● What is expected: Give the data below again exactly, and drop each picture from it.
::: Supplied data
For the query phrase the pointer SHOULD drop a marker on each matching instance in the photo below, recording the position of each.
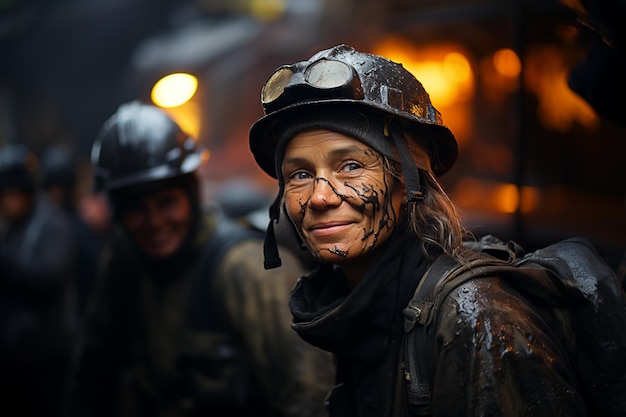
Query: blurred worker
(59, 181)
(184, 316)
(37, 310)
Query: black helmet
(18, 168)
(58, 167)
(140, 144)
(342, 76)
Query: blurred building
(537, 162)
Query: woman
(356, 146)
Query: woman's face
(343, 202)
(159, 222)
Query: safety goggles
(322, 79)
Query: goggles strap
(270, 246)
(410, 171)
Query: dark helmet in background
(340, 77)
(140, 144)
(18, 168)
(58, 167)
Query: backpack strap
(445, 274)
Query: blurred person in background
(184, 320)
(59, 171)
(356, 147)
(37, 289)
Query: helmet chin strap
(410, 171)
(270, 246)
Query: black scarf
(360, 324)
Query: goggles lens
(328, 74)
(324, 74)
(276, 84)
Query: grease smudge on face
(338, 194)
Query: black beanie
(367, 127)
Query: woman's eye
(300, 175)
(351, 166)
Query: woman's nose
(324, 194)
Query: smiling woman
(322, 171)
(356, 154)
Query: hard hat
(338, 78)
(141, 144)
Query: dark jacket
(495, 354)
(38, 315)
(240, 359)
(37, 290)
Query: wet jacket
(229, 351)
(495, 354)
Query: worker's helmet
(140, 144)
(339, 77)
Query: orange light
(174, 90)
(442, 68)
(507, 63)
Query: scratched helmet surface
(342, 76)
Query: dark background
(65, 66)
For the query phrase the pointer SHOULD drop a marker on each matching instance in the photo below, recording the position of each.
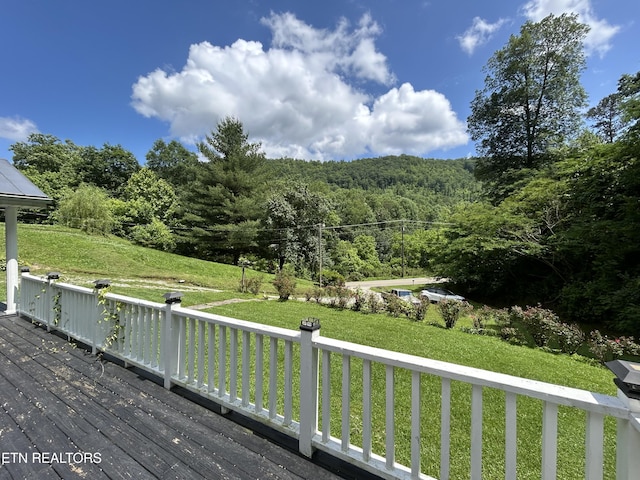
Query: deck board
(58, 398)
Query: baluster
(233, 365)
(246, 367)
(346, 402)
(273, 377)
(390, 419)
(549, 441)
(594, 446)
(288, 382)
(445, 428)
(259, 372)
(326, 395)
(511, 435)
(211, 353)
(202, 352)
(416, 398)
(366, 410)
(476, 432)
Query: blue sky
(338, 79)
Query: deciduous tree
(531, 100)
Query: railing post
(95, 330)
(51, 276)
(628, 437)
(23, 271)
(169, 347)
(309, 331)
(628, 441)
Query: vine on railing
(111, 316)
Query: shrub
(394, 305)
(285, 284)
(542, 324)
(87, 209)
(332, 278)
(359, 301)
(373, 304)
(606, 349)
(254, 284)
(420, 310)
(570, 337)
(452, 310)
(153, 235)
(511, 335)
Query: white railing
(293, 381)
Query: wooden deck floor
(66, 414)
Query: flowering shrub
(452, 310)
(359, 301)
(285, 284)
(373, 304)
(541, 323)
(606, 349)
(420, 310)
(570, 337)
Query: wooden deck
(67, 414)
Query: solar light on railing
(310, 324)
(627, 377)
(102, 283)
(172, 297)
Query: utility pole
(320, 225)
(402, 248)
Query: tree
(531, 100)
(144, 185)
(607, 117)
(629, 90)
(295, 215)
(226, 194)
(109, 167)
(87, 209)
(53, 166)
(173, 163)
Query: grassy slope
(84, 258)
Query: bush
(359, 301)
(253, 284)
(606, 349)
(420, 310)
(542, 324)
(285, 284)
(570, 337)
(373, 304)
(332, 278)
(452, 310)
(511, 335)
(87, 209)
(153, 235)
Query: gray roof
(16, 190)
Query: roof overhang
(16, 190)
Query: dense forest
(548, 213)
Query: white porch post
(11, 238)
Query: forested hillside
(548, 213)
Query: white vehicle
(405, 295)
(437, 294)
::::::
● Result for this task:
For the query phrase the pointer SHOULD drop a marker on each matching instance in the photo below, recording the position of each.
Query: blurred worker
(59, 181)
(184, 316)
(37, 310)
Query: black helmet
(18, 168)
(58, 167)
(140, 144)
(342, 76)
Query: blurred building
(537, 162)
Query: woman
(356, 146)
Query: woman's face
(343, 202)
(159, 222)
Query: safety goggles
(322, 79)
Query: goggles strap
(270, 246)
(410, 171)
Query: dark helmet in background
(340, 77)
(140, 144)
(18, 168)
(58, 167)
Query: backpack strap
(445, 274)
Query: blurred person in background
(184, 320)
(59, 171)
(356, 147)
(37, 289)
Query: helmet chin strap
(410, 171)
(270, 246)
Query: black scarf
(360, 324)
Query: goggles lens
(328, 74)
(324, 74)
(276, 84)
Query: grease smudge on face
(338, 194)
Query: black beanie
(367, 127)
Query: woman's eye
(300, 175)
(351, 166)
Query: woman's nose
(324, 194)
Query: smiling woman
(322, 171)
(356, 154)
Query: hard hat
(338, 78)
(141, 144)
Query: dark jacket
(495, 354)
(38, 315)
(240, 359)
(37, 290)
Query: wet jacket
(229, 351)
(495, 354)
Query: worker's helmet
(140, 144)
(339, 77)
Query: orange light
(174, 90)
(442, 68)
(507, 63)
Query: scratched helmet surface
(342, 76)
Query: dark background
(65, 66)
For the query phrase the pointer SHOULD drop a marker on each matching instance in the photo below, recording the position of each.
Query: deck board
(58, 398)
Query: baluster
(233, 365)
(246, 367)
(346, 402)
(273, 377)
(390, 419)
(549, 441)
(594, 446)
(288, 382)
(445, 428)
(259, 372)
(326, 395)
(511, 435)
(211, 353)
(202, 352)
(416, 398)
(366, 410)
(476, 432)
Query: blue sky
(338, 79)
Query: deciduous tree
(531, 100)
Query: railing post
(95, 330)
(51, 276)
(628, 437)
(23, 271)
(169, 347)
(309, 331)
(628, 441)
Query: vine on railing
(111, 316)
Query: shrub
(394, 305)
(285, 284)
(542, 324)
(87, 209)
(332, 278)
(359, 301)
(373, 304)
(606, 349)
(254, 284)
(420, 310)
(570, 337)
(452, 310)
(153, 235)
(511, 335)
Query: white railing
(293, 381)
Query: wooden deck floor
(66, 414)
Query: flowering shrub
(452, 310)
(359, 301)
(285, 284)
(373, 304)
(541, 323)
(606, 349)
(420, 310)
(570, 337)
Query: wooden deck
(67, 414)
Query: solar light on railing
(310, 324)
(627, 377)
(102, 283)
(172, 297)
Query: utility pole
(320, 225)
(402, 248)
Query: tree
(531, 100)
(144, 185)
(607, 117)
(629, 90)
(295, 215)
(226, 194)
(109, 167)
(87, 209)
(53, 166)
(173, 163)
Query: grassy slope
(84, 258)
Query: bush
(359, 301)
(253, 284)
(606, 349)
(420, 310)
(542, 324)
(285, 284)
(570, 337)
(373, 304)
(332, 278)
(452, 310)
(511, 335)
(87, 209)
(153, 235)
Query: gray roof
(16, 190)
Query: roof overhang
(16, 190)
Query: dense forest
(548, 213)
Query: white porch post
(11, 238)
Query: forested hillside
(548, 213)
Query: white vehicle
(405, 295)
(437, 294)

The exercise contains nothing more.